==== Selected excerpt ====

My favorite story was from Betty Lovell. “When we were in the fifth grade, a boy named James Orr brought a magnifying glass to school. At recess, he somehow pinned a grasshopper to the ground so it wouldn’t move, shined the sun’s rays through that magnifying glass, fried that grasshopper, and ate it.” You just can’t find stories like that every day.

It was a congenial group. Many of the 40 in attendance had remained friends since attending the six-room schoolhouse in Notrees. The school had one grade per room. After the sixth grade, the students were bussed to Odessa for junior high and high school.

There were stories about Jerry, the school bus driver, about Chief, a ranch foreman and about Charlie Brown, who named the town and was its first postmaster when the post office was established in 1947. Oil activity had picked up in the region and oil companies established groups of houses called camps for employees and their families. The houses were on blocks so they could be easily moved from one location to another. Some windows were painted shut to keep out the blowing sand but some still sifted through. Soon Notrees had a grocery store, a welding shop, two churches, a gas station and a couple of cafes. Shell Oil had a gas plant that started the growth of the town. At its peak Notrees had 700 residents. As the oil companies began to leave the school started using only three rooms, with two grades per room. Now the school and post office have closed, there are no stores and only about five people live there.

==== Material for the task ====

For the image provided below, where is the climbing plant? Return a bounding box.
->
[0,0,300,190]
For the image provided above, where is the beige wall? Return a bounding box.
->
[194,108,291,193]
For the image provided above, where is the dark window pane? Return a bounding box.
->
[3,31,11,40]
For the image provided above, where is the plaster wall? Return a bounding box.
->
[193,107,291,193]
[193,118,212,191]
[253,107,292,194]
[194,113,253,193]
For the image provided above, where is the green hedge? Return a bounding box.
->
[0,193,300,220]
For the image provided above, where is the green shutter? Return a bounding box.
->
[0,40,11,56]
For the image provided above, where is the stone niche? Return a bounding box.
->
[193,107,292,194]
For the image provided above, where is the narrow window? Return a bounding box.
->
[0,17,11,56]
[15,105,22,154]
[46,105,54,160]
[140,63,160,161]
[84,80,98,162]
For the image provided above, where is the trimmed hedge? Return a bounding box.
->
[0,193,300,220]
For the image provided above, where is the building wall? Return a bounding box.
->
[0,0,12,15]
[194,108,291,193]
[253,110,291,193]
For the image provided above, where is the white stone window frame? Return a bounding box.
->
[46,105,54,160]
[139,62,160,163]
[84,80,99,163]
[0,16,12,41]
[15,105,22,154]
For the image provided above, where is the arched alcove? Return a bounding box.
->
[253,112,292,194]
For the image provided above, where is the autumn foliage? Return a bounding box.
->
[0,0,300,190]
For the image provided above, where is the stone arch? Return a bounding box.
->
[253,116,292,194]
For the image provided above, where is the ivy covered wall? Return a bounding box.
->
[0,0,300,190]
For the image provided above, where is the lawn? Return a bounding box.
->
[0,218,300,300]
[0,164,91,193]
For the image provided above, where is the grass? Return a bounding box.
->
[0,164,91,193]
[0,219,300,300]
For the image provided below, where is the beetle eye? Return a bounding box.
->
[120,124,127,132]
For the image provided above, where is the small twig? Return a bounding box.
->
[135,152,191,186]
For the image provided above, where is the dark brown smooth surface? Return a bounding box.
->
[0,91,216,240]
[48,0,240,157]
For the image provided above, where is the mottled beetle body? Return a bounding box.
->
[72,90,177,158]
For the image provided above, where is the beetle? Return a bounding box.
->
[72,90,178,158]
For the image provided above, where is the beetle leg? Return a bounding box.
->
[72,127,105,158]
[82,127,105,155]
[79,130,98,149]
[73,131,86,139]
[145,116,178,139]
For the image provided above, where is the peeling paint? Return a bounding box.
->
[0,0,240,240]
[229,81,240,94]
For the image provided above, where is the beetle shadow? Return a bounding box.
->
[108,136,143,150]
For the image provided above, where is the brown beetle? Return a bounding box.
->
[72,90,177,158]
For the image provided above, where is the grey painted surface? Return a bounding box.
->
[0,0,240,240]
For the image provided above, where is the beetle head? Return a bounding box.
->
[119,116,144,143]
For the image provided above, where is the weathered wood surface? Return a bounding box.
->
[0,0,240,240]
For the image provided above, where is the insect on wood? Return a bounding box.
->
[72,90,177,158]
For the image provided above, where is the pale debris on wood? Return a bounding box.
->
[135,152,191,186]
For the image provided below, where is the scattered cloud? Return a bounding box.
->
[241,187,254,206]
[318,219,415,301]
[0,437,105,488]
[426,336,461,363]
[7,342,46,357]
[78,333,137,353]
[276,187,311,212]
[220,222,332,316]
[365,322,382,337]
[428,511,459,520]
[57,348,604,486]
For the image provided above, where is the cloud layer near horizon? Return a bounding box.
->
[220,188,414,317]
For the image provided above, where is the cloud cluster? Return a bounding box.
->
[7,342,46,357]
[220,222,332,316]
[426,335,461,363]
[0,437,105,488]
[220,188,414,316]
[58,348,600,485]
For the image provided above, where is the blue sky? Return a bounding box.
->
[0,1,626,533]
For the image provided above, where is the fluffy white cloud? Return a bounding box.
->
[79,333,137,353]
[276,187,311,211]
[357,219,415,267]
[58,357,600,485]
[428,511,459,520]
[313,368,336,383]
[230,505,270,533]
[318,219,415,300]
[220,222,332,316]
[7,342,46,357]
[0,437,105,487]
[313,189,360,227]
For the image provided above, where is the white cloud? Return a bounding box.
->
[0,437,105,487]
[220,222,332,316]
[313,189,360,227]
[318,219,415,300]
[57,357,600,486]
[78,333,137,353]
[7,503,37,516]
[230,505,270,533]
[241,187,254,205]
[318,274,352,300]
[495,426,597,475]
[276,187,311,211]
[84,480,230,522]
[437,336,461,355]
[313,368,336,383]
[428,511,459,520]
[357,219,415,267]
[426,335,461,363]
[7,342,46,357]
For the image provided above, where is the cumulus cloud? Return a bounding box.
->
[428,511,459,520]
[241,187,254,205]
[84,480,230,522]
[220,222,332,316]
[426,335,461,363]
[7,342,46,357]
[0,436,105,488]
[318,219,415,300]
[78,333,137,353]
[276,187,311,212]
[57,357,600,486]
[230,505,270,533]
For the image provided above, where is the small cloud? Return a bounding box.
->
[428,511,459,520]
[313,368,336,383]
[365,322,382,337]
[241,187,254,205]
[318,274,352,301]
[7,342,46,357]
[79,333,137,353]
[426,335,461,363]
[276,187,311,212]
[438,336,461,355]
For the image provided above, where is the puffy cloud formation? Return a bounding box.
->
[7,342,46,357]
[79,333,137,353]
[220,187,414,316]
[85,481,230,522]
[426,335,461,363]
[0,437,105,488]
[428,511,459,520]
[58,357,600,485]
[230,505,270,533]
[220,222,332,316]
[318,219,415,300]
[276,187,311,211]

====

• Stated exercise A: In the passage about Notrees, rewrite the stretch from "It was a congenial" through "and high school.", using "friendly" in place of "congenial".
• Stated exercise B: Repeat word for word the stretch of rows from the line that contains "For the image provided above, where is the cloud layer" through the line that contains "[0,1,626,533]", including both of those lines.
The passage about Notrees has nothing to do with the rows.

• Correct answer A:
It was a friendly group. Many of the 40 in attendance had remained friends since attending the six-room schoolhouse in Notrees. The school had one grade per room. After the sixth grade, the students were bussed to Odessa for junior high and high school.

• Correct answer B:
For the image provided above, where is the cloud layer near horizon? Return a bounding box.
->
[220,188,414,317]
For the image provided above, where is the cloud cluster? Return a bounding box.
->
[7,342,46,357]
[220,222,332,316]
[426,335,461,363]
[0,437,105,488]
[220,188,414,316]
[58,348,600,485]
For the image provided above, where is the blue sky? Return a bounding box.
->
[0,1,626,533]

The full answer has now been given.